Start of Excerpt
= Wayne Kimber =

New Zealand politician

Wayne Allan Kimber (1949 – 22 May 2004) was a New Zealand politician of the National Party. He was born in Auckland in 1949.

==Professional career==
Kimber was a town planner by profession and worked for Gisborne City Council. His research led to the establishment of the Greater East Cape Tourism Council, which was renamed to Eastland Tourism Council and then Tourism Eastland.

He went to Waipawa in 1997, where he had an executive role with Central Hawke's Bay District Council, including its acting chief executive. He moved to Taranaki and was Chief Executive of the Stratford District Council from 2001 to 2004.

==Political career==

Kimber was a Gisborne city councillor from 1986 to 1989. He had a leading role during Cyclone Bola.
End of Excerpt
Start of Record set
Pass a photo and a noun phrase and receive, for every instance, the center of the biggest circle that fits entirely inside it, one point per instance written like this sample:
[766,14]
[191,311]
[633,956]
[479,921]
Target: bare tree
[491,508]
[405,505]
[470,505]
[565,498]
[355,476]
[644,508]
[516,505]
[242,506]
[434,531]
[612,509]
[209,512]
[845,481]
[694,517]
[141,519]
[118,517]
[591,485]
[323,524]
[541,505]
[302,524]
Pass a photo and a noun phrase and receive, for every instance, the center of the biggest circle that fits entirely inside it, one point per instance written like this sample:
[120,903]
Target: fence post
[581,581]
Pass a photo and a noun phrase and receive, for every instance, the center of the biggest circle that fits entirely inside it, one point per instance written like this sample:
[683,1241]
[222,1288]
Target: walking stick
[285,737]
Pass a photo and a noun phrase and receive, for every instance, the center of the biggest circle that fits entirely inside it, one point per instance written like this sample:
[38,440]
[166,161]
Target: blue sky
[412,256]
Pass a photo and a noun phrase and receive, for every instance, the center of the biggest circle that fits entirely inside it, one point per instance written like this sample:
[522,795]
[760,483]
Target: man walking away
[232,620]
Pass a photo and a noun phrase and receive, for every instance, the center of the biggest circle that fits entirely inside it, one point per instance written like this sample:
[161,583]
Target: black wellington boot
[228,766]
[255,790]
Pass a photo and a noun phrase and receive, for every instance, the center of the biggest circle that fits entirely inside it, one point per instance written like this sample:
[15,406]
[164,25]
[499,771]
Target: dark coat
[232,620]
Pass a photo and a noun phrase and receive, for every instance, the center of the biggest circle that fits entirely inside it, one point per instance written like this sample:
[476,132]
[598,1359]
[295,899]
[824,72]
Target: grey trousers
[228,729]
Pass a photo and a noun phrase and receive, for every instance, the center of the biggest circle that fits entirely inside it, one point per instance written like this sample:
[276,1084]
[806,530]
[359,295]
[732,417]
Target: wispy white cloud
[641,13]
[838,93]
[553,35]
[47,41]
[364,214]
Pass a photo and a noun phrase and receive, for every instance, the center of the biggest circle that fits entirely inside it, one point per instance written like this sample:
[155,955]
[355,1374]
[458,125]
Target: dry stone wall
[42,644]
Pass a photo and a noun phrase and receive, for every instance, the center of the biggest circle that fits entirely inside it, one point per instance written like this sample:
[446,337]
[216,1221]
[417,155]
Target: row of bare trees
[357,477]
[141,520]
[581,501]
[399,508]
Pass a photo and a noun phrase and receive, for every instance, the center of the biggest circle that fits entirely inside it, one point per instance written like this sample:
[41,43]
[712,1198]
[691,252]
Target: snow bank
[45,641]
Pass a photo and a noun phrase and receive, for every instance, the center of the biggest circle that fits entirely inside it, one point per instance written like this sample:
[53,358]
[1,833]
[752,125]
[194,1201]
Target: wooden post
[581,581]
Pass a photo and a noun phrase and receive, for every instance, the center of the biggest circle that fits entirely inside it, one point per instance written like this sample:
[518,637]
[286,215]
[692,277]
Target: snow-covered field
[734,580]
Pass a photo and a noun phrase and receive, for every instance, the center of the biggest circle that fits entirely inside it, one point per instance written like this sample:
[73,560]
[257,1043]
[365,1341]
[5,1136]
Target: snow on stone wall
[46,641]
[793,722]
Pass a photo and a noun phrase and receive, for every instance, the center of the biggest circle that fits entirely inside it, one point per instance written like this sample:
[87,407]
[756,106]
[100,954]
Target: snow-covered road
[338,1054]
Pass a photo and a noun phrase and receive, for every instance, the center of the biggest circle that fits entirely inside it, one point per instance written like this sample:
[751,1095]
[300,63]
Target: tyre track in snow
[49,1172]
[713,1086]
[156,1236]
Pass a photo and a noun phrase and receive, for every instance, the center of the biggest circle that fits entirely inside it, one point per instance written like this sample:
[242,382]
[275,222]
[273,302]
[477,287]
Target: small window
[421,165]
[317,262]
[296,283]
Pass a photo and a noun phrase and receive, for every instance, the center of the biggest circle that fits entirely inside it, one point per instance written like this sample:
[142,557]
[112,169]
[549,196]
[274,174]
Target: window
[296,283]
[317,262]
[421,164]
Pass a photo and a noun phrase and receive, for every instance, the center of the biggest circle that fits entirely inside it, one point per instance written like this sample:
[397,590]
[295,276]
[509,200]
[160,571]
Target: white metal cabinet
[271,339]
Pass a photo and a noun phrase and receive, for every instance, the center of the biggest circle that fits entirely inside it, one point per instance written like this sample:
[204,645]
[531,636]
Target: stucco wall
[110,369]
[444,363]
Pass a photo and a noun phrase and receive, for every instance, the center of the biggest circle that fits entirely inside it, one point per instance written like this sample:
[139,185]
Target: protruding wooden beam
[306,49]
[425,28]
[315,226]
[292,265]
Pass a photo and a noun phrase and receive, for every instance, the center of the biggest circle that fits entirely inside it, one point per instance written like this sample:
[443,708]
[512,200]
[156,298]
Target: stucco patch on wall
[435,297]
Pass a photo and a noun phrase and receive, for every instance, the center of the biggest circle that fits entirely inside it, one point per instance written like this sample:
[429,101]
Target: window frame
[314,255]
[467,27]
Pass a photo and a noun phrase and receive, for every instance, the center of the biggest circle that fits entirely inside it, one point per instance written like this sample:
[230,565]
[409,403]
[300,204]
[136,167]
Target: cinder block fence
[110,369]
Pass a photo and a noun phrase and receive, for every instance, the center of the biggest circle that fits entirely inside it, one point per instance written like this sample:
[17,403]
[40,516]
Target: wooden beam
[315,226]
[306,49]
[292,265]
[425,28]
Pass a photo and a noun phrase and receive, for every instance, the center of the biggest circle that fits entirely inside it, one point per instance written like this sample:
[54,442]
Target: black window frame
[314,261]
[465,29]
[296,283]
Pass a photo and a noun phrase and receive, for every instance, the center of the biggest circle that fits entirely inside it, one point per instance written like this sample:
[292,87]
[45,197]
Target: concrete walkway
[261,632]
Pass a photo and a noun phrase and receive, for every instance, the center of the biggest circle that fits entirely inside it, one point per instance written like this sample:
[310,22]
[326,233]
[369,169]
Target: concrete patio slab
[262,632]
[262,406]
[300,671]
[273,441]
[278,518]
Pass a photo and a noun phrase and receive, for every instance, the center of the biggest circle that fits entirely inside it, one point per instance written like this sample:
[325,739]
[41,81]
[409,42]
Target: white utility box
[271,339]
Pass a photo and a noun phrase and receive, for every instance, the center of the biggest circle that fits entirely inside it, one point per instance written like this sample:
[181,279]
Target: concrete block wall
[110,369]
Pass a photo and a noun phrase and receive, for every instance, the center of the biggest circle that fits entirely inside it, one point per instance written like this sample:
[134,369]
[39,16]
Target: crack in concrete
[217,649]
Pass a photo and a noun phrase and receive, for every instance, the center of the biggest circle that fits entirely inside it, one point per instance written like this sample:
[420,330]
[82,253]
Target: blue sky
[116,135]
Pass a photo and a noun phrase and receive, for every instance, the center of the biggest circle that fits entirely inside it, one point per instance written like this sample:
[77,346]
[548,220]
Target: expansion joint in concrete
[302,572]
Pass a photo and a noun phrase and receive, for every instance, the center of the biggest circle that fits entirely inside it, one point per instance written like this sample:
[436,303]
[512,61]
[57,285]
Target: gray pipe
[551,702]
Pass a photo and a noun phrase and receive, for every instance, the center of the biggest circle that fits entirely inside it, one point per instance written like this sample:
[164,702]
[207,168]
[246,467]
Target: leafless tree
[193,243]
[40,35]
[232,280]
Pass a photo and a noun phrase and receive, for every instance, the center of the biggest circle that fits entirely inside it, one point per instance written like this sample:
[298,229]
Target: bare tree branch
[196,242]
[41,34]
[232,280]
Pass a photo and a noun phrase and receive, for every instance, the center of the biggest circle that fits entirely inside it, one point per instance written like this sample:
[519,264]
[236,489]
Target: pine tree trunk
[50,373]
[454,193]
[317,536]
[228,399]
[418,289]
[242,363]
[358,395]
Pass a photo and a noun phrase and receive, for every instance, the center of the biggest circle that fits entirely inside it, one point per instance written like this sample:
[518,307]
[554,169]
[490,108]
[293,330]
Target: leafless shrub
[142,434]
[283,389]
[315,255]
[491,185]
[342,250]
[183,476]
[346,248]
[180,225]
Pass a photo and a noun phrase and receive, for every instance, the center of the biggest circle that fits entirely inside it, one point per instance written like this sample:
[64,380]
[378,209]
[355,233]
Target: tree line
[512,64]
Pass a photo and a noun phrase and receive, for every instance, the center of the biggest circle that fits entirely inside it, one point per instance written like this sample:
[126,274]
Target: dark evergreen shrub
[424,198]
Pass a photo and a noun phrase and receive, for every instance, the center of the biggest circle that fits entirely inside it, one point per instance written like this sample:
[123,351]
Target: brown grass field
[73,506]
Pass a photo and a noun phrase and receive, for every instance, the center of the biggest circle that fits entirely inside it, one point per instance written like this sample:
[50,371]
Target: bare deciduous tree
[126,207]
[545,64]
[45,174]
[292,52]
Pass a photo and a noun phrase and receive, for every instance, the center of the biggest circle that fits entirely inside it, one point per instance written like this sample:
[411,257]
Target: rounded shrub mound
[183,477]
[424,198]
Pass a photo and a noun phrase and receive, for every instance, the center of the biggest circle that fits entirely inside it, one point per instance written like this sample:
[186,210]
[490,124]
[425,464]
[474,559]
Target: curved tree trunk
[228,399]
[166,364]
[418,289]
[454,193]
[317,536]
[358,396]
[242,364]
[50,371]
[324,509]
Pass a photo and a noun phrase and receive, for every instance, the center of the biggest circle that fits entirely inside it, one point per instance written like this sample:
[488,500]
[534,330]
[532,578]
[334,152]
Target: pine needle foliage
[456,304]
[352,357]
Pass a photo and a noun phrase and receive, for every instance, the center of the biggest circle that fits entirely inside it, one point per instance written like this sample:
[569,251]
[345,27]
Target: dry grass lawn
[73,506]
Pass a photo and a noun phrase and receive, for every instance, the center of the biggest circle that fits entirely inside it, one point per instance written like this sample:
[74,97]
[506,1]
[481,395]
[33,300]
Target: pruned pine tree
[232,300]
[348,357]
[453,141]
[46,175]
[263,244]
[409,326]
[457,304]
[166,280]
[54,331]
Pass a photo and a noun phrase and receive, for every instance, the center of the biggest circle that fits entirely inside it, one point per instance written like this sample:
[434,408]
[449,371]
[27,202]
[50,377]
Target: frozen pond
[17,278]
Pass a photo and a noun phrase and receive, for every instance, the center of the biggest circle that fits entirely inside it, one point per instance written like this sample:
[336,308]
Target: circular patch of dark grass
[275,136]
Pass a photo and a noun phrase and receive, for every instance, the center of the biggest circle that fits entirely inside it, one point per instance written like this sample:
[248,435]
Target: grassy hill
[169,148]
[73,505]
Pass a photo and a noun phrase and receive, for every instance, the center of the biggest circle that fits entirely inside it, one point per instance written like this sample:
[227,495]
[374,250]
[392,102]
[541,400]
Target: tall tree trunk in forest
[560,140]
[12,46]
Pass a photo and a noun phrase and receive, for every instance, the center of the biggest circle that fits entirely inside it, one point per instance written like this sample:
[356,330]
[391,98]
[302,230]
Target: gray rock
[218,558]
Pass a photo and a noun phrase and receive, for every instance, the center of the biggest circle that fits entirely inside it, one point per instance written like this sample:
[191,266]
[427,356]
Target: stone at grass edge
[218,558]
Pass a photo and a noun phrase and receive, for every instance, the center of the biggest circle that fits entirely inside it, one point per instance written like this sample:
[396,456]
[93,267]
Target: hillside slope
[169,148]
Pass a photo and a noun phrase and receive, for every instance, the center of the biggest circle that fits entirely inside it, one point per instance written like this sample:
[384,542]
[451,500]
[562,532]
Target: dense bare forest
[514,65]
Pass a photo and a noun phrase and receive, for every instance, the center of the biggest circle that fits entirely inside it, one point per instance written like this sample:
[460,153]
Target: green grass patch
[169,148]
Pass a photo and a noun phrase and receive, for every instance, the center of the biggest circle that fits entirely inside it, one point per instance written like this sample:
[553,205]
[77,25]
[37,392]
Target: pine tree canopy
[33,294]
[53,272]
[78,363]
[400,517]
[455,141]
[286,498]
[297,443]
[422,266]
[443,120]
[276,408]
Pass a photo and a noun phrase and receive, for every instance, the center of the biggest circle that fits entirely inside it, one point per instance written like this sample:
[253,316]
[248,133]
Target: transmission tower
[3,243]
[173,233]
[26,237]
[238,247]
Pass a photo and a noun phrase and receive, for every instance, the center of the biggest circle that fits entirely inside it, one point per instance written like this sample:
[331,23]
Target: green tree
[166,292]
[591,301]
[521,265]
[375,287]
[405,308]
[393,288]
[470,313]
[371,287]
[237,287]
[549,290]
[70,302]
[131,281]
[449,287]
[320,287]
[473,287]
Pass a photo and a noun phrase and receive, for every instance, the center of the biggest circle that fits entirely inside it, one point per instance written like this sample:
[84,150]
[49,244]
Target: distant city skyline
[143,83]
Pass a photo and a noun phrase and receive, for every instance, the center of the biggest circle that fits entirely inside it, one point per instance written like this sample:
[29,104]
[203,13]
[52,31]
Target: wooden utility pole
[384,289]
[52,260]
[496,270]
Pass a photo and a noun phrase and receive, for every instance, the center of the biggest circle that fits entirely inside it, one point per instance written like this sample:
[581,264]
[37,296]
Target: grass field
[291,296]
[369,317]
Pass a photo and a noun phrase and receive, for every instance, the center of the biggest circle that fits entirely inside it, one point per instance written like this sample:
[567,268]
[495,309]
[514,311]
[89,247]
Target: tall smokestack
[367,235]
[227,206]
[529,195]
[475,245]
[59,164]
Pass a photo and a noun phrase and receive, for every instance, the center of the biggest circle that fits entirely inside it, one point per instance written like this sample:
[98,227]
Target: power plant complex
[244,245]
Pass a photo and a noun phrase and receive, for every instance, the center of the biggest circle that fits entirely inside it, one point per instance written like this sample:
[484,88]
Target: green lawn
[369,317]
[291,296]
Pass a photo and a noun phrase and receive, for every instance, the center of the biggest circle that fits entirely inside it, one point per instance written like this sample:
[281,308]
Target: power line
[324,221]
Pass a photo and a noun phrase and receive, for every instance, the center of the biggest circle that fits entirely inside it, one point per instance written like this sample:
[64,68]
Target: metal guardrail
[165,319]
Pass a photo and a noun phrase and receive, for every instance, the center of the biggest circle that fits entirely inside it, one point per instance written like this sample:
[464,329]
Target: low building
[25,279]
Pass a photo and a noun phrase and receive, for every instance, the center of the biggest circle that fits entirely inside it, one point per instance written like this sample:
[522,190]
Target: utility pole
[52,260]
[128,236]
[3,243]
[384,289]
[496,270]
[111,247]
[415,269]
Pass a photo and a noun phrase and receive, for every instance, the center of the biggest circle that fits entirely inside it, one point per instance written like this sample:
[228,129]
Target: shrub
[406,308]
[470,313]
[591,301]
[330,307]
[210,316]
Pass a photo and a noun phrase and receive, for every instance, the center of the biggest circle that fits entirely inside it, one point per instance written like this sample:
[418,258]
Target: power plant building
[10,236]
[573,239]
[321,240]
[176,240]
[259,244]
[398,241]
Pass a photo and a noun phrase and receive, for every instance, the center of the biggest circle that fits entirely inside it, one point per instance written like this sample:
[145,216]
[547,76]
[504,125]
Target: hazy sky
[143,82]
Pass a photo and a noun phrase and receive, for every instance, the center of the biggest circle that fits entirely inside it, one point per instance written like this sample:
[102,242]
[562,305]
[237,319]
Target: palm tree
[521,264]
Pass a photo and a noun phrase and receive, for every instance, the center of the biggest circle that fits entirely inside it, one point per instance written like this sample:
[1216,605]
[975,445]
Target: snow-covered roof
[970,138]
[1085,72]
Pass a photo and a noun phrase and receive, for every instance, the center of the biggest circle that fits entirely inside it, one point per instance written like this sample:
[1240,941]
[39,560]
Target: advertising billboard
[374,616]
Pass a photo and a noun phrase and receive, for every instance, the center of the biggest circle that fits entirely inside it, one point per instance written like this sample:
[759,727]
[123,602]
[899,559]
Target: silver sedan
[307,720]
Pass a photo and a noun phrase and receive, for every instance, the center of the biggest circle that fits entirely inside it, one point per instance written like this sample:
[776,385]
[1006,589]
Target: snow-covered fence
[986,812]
End of Record set
● Exercises:
1: Which councils and tourism bodies does the Wayne Kimber biography name?
2: Extract, word for word, the part of the Wayne Kimber biography that opens with the words containing "Wayne Allan Kimber" and closes with "2001 to 2004.".
3: Continue the Wayne Kimber biography from where it stops.

● Results:
1:
- Gisborne City Council
- Greater East Cape Tourism Council
- Eastland Tourism Council
- Tourism Eastland
- Central Hawke's Bay District Council
- Stratford District Council

2:
Wayne Allan Kimber (1949 – 22 May 2004) was a New Zealand politician of the National Party. He was born in Auckland in 1949.

==Professional career==
Kimber was a town planner by profession and worked for Gisborne City Council. His research led to the establishment of the Greater East Cape Tourism Council, which was renamed to Eastland Tourism Council and then Tourism Eastland.

He went to Waipawa in 1997, where he had an executive role with Central Hawke's Bay District Council, including its acting chief executive. He moved to Taranaki and was Chief Executive of the Stratford District Council from 2001 to 2004.

3:
He represented the electorate of Gisborne in Parliament from 1990 to 1993, when he was defeated by Janet Mackey. He is one of six one-term National MPs who were elected in a swing against Labour in the 1990 election. He was unsuccessful as a list candidate in the 1996 election, when he was ranked in 59th position. He also contested the new electorate, where he was defeated by Janet Mackey.

New Zealand Parliament
| Years | Term | Electorate |  | Party |  |
|---|---|---|---|---|---|
| 1990–1993 | 43rd | Gisborne |  |  | National |

==Family and death==
He married Mandy Shaw in Gisborne in 1985. He died at Waikato Hospital on 22 May 2004 after a short illness, and was survived by his wife, three children and two granddaughters.